Provided entries
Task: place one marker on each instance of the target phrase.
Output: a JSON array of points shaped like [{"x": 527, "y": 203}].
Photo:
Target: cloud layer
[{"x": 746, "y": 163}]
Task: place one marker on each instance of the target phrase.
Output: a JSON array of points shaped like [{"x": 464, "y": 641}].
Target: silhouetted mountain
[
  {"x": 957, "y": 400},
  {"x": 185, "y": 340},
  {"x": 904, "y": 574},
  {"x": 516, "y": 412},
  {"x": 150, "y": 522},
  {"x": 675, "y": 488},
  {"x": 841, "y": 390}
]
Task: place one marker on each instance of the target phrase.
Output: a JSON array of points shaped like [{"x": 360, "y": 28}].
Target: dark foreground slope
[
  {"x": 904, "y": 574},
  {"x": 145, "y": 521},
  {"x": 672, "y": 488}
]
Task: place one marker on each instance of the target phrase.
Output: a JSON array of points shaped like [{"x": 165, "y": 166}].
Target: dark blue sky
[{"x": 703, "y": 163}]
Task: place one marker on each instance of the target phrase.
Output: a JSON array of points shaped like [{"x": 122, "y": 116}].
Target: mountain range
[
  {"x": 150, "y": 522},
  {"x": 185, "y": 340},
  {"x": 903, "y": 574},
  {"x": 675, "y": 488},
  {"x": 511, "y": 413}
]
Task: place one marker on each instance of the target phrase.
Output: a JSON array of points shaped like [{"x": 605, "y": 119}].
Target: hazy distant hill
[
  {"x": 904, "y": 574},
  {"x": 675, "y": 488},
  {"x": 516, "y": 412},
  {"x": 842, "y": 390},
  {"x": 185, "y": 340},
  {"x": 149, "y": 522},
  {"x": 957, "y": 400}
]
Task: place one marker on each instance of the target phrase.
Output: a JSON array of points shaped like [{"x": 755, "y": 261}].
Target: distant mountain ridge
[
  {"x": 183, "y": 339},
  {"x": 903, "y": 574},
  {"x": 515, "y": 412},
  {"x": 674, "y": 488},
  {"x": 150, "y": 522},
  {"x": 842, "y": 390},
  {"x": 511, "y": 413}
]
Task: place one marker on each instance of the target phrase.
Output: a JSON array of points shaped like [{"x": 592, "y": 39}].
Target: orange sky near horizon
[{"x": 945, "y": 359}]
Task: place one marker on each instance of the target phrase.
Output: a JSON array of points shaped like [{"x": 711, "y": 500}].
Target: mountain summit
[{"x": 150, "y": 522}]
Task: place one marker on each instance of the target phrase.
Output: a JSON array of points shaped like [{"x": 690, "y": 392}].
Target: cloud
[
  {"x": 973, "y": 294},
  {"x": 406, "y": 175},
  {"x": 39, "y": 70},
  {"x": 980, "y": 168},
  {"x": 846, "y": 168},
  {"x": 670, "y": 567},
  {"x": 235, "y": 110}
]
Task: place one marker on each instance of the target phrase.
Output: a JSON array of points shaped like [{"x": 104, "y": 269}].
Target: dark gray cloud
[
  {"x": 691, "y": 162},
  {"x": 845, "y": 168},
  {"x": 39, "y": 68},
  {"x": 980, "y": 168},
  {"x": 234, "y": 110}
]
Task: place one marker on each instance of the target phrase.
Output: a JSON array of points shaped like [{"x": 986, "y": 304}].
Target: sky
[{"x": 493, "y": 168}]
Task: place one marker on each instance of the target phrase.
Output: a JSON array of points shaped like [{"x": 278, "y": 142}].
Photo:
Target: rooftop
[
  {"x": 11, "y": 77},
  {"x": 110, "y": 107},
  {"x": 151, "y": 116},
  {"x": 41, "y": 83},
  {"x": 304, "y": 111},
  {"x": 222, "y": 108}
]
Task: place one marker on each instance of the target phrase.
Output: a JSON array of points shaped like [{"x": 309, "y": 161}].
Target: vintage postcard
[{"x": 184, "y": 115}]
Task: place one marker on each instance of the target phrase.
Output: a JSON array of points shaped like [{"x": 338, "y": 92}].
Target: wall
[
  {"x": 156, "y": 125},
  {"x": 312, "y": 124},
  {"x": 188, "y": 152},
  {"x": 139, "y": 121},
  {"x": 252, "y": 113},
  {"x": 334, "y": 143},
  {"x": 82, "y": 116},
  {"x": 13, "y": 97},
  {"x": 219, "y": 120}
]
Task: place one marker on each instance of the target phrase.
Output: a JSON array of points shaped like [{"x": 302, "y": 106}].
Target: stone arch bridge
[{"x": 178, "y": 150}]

Exercise aim
Please transcribe the whole listing exactly as it stands.

Solved problem
Task: place one marker on each instance of the target phrase.
Output: a JSON array of points shaped like [{"x": 527, "y": 203}].
Photo:
Target: cloud layer
[{"x": 746, "y": 163}]
Task: place one marker on each instance of the target phrase.
Output: a JSON array of points shaped like [{"x": 464, "y": 641}].
Target: silhouetted mountain
[
  {"x": 957, "y": 400},
  {"x": 185, "y": 340},
  {"x": 904, "y": 574},
  {"x": 516, "y": 412},
  {"x": 150, "y": 522},
  {"x": 675, "y": 488},
  {"x": 841, "y": 390}
]
Task: place one marker on each instance of the target phrase.
Output: a JSON array of points shaped like [{"x": 360, "y": 28}].
Target: dark foreground slope
[
  {"x": 904, "y": 574},
  {"x": 145, "y": 521},
  {"x": 672, "y": 488}
]
Task: place one marker on each instance of the target phrase.
Output: a JSON array of points shaped like [{"x": 165, "y": 166}].
Target: dark blue sky
[{"x": 703, "y": 163}]
Task: place one marker on each instance of the target phrase.
Output: a JSON array of points shaped like [{"x": 122, "y": 116}].
Target: mountain range
[
  {"x": 150, "y": 522},
  {"x": 185, "y": 340},
  {"x": 903, "y": 574},
  {"x": 675, "y": 488},
  {"x": 511, "y": 413}
]
Task: place one marker on each instance of the target phrase.
Output: a JSON array of points shaped like [{"x": 605, "y": 119}].
Target: hazy distant hill
[
  {"x": 904, "y": 574},
  {"x": 675, "y": 488},
  {"x": 516, "y": 412},
  {"x": 842, "y": 390},
  {"x": 185, "y": 340},
  {"x": 149, "y": 522},
  {"x": 957, "y": 400}
]
Task: place one marker on each instance of the target phrase.
Output: a JSON array of points shaped like [{"x": 755, "y": 261}].
Target: distant mountain ridge
[
  {"x": 183, "y": 339},
  {"x": 903, "y": 574},
  {"x": 515, "y": 412},
  {"x": 674, "y": 488},
  {"x": 150, "y": 522},
  {"x": 842, "y": 390},
  {"x": 511, "y": 413}
]
Task: place one marker on each instance of the target phrase.
Output: a JSON array of points shaped like [{"x": 592, "y": 39}].
Target: orange sky near horizon
[{"x": 945, "y": 359}]
Task: place one marker on each instance of the target phrase.
Output: a JSON array of points shaped like [{"x": 711, "y": 500}].
Target: mountain summit
[{"x": 150, "y": 522}]
Task: place one marker on each instance of the target phrase.
Output: a JSON array of points shaped like [{"x": 690, "y": 392}].
Target: cloud
[
  {"x": 973, "y": 294},
  {"x": 406, "y": 175},
  {"x": 39, "y": 70},
  {"x": 980, "y": 168},
  {"x": 846, "y": 168},
  {"x": 670, "y": 567},
  {"x": 235, "y": 110}
]
Task: place one marker on each instance of the target phrase.
Output: a JSON array of points shaped like [{"x": 104, "y": 269}].
Target: dark gray cloud
[
  {"x": 691, "y": 162},
  {"x": 845, "y": 168},
  {"x": 39, "y": 68},
  {"x": 980, "y": 168},
  {"x": 234, "y": 110}
]
Task: place one marker on each instance of the target phrase.
Output: a JSON array of points shaped like [{"x": 986, "y": 304}].
Target: sky
[{"x": 493, "y": 168}]
Task: place one marker on each instance of the target phrase.
Output: a JSON array of points shaped like [{"x": 278, "y": 142}].
Photo:
Target: rooftop
[
  {"x": 11, "y": 77},
  {"x": 110, "y": 107},
  {"x": 151, "y": 116},
  {"x": 41, "y": 83},
  {"x": 304, "y": 111},
  {"x": 222, "y": 108}
]
Task: place one marker on each instance of the target phrase.
Output: a JSON array of points shaped like [{"x": 309, "y": 161}].
Target: vintage postcard
[{"x": 184, "y": 115}]
Task: place one marker on each instance of the target phrase.
Output: a JSON array of points shaped like [{"x": 338, "y": 92}].
Target: wall
[
  {"x": 156, "y": 125},
  {"x": 312, "y": 124},
  {"x": 188, "y": 152},
  {"x": 139, "y": 121},
  {"x": 252, "y": 113},
  {"x": 334, "y": 143},
  {"x": 82, "y": 116},
  {"x": 13, "y": 97},
  {"x": 219, "y": 120}
]
Task: place one marker on each instance of the target phrase.
Output: a JSON array of points shaped like [{"x": 302, "y": 106}].
Target: stone arch bridge
[{"x": 178, "y": 150}]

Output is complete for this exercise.